**THE REQUEST**
Reproduce verbatim the portion of the data from the line containing "job: trace every instance of the sheet" through the final line of the data, both ends included.

**Dataset excerpt**
--- start ---

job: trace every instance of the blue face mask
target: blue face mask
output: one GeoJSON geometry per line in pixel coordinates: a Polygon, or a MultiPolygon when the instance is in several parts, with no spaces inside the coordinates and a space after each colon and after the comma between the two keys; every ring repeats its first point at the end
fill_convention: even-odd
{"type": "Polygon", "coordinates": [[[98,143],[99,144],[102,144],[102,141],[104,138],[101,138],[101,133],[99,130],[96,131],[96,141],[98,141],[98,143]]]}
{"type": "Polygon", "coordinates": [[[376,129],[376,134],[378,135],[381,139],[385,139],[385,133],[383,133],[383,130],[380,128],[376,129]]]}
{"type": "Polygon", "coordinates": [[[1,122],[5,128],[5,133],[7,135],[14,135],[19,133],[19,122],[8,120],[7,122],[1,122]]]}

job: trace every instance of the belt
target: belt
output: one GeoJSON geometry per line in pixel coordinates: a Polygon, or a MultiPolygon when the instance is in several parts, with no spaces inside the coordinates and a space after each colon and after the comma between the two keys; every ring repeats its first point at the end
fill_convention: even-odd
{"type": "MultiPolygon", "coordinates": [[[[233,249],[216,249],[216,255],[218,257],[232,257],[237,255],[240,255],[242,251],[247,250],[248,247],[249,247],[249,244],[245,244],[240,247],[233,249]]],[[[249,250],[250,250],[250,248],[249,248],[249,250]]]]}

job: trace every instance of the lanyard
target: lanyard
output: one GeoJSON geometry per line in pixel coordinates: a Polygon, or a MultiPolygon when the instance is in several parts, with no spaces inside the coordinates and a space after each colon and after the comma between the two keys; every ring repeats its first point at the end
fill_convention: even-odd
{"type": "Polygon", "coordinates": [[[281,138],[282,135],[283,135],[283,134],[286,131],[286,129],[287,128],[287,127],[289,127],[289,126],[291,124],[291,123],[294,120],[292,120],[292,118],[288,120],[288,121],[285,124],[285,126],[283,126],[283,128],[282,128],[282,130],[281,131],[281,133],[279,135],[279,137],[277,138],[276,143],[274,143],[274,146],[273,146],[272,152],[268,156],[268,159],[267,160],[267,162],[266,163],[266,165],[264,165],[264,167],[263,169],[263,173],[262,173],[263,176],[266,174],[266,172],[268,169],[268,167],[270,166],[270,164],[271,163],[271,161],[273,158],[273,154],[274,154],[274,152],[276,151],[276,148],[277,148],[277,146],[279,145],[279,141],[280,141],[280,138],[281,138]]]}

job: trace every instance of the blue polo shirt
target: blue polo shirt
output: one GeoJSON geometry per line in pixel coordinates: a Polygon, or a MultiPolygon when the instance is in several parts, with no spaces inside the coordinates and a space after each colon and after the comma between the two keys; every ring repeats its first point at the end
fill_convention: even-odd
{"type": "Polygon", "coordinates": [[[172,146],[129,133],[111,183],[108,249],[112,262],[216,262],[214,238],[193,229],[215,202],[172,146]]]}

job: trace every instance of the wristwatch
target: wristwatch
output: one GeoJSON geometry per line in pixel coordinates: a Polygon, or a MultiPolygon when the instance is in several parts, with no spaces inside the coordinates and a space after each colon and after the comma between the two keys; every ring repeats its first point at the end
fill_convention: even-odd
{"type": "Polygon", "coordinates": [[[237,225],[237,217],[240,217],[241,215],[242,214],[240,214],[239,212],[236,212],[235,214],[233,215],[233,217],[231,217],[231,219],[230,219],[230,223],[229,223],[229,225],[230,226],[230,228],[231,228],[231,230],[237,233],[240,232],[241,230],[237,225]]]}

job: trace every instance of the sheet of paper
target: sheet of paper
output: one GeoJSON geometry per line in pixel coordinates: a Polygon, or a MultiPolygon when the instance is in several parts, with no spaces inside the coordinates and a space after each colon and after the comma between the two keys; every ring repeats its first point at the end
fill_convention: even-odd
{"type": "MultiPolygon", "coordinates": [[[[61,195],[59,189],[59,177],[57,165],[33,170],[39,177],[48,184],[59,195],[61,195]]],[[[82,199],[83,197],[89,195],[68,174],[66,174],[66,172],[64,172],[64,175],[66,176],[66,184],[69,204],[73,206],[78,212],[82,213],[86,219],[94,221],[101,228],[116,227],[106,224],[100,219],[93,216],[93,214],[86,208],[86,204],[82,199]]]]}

--- end ---

**CORRECT ANSWER**
job: trace every instance of the sheet of paper
target: sheet of paper
output: one GeoJSON geometry per line in pixel coordinates: a Polygon, or a MultiPolygon when the instance is in several parts, with no spaces inside the coordinates and a space after each colon and after the comma between the two keys; every ring repeats its first point at the end
fill_convention: even-odd
{"type": "MultiPolygon", "coordinates": [[[[61,195],[59,189],[59,177],[57,165],[33,170],[39,177],[48,184],[59,195],[61,195]]],[[[82,199],[83,197],[89,195],[68,174],[66,174],[66,172],[64,172],[64,175],[66,176],[66,184],[69,204],[73,206],[78,212],[82,213],[86,219],[94,221],[101,228],[116,227],[106,224],[100,219],[93,216],[93,214],[86,208],[86,204],[82,199]]]]}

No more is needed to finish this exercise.